### Excerpted passage

Good Governance and Business Integrity in the Age of Exponential Technology
- Marc Schleifer
- 6 hours ago
- 4 min read

The concept that law does not keep pace with technology is decades-old, as legislators, policymakers and regulators struggle to understand complex and fast-evolving realities, and to pass and implement the necessary oversight measures. The same can also be said of corporate governance, compliance programs, and the informal norms of business standards, ethics and integrity. Moreover, the idea that the rate of technological change is exponential – Moore’s law – implies that technology will not just stay ahead, but that the gap will widen.
Given the increasingly pervasive technological nature of our economy, what does this mean for stakeholders with a vested interest in seeing best conduct in the private sector? Are we bound to face a future where “tech broligarchs” set the rules for how their companies behave and interact with society and government? From data privacy, to employment prospects, to natural resources and more, what recourse do we average citizens have?
These are the types of questions that Andrea Bonime-Blanc wrestles with in her new book, “Governing Pandora: Leading in the Age of Generative AI and Exponential Technology.” Bonime-Blanc, founder and CEO of GEC Risk Advisory, is an attorney and holds a PhD in Political Science, and has advised business, nonprofits and governments on issues of strategy, governance, ethics, compliance, leadership, corporate responsibility, stakeholder accountability and more. She frequently works with organizations on “future-proofing” their risk profiles. I recently had the chance to discuss the book with her and delve into these issues further.

### Information
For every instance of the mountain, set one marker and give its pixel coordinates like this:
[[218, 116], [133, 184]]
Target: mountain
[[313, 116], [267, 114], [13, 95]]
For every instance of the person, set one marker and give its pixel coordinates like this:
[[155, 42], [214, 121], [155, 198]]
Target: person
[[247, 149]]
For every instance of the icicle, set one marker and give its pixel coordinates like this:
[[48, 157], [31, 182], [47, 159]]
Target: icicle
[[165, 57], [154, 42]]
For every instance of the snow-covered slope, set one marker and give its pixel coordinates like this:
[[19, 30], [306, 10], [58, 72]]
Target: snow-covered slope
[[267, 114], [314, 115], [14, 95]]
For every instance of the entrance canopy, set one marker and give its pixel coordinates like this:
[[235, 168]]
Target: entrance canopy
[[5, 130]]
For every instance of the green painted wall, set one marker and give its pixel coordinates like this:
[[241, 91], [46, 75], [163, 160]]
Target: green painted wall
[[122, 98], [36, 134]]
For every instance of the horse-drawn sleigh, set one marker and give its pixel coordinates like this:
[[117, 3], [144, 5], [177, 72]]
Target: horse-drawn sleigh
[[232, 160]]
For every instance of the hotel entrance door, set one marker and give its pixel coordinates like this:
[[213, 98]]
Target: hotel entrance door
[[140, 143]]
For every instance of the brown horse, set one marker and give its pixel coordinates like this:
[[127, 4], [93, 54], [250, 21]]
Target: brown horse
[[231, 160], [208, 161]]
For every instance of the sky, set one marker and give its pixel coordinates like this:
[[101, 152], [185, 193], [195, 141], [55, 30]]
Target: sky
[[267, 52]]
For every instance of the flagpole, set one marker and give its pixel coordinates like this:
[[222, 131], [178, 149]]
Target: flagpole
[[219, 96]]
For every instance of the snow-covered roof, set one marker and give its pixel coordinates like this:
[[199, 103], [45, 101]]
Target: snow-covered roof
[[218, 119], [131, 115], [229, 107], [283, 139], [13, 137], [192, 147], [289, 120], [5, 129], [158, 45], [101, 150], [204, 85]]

### Task requirements
Rewrite everything in the governance and technology article from "Good Governance and" down to "gap will widen.", changing "legislators" to "lawmakers".

### Response to the exercise
Good Governance and Business Integrity in the Age of Exponential Technology
- Marc Schleifer
- 6 hours ago
- 4 min read

The concept that law does not keep pace with technology is decades-old, as lawmakers, policymakers and regulators struggle to understand complex and fast-evolving realities, and to pass and implement the necessary oversight measures. The same can also be said of corporate governance, compliance programs, and the informal norms of business standards, ethics and integrity. Moreover, the idea that the rate of technological change is exponential – Moore’s law – implies that technology will not just stay ahead, but that the gap will widen.